■ GIVEN REQUEST
Write out the records again with "tree branch" swapped for "power cable" and everything else left as it is. Leave out the pictures.

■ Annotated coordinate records
__________________________________________________

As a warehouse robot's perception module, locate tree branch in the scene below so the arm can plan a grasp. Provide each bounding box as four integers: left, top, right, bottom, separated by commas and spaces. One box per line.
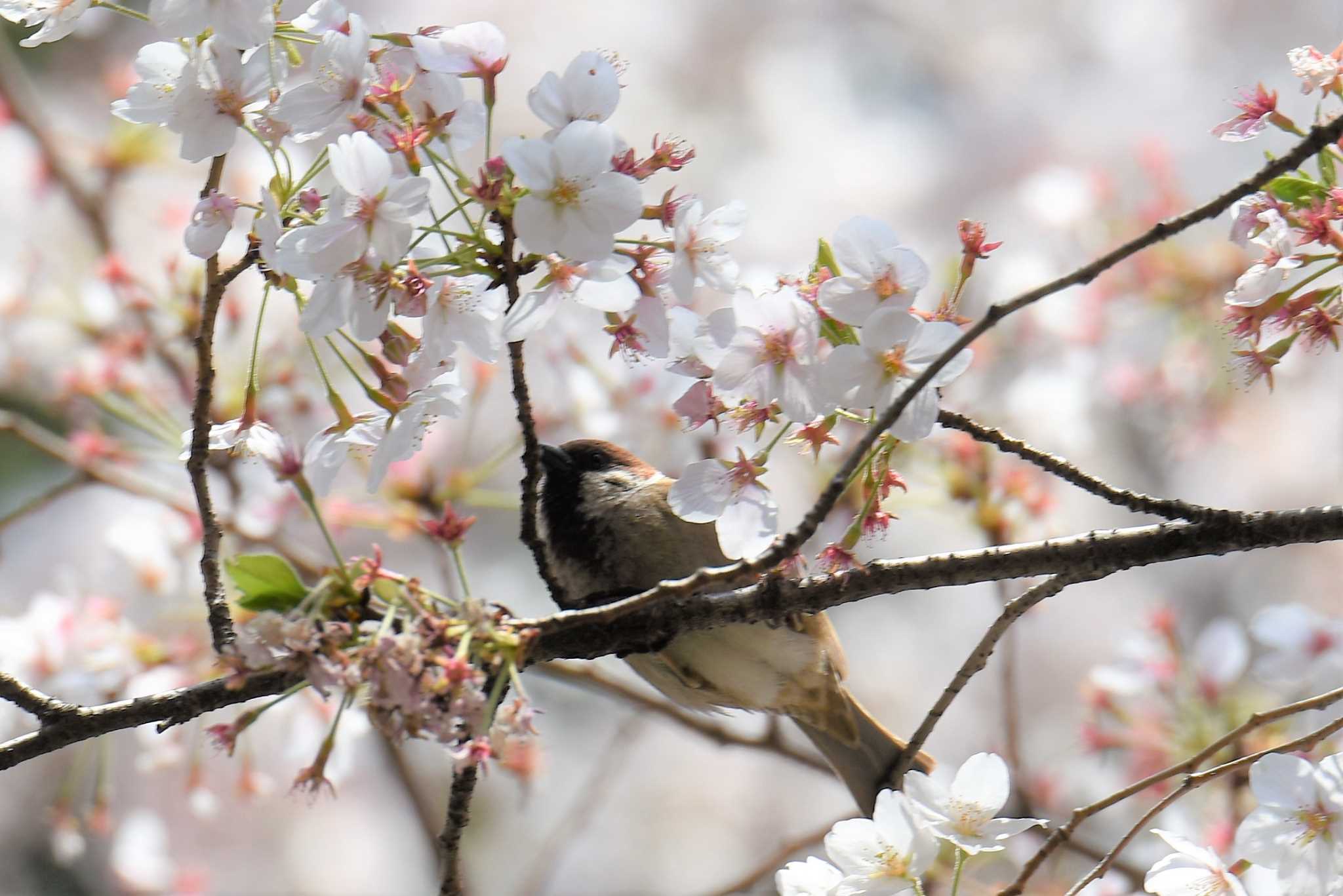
938, 410, 1228, 520
887, 575, 1084, 790
517, 505, 1343, 662
998, 688, 1343, 896
572, 112, 1343, 629
536, 662, 830, 773
438, 766, 477, 896
0, 672, 301, 771
187, 156, 256, 653
1064, 717, 1343, 896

__________________________________________________

■ WRITTEN RESPONSE
As a warehouse robot's perception module, locate power cable in the scene below so the arm can plan a grasp. Provide each bounding box as four integers: left, top, right, bottom, separated by commas and spaces. One box per line.
938, 410, 1228, 520
887, 575, 1084, 790
517, 505, 1343, 662
998, 688, 1343, 896
572, 112, 1343, 629
536, 662, 830, 773
438, 766, 477, 896
0, 672, 301, 771
187, 156, 256, 653
1064, 717, 1343, 896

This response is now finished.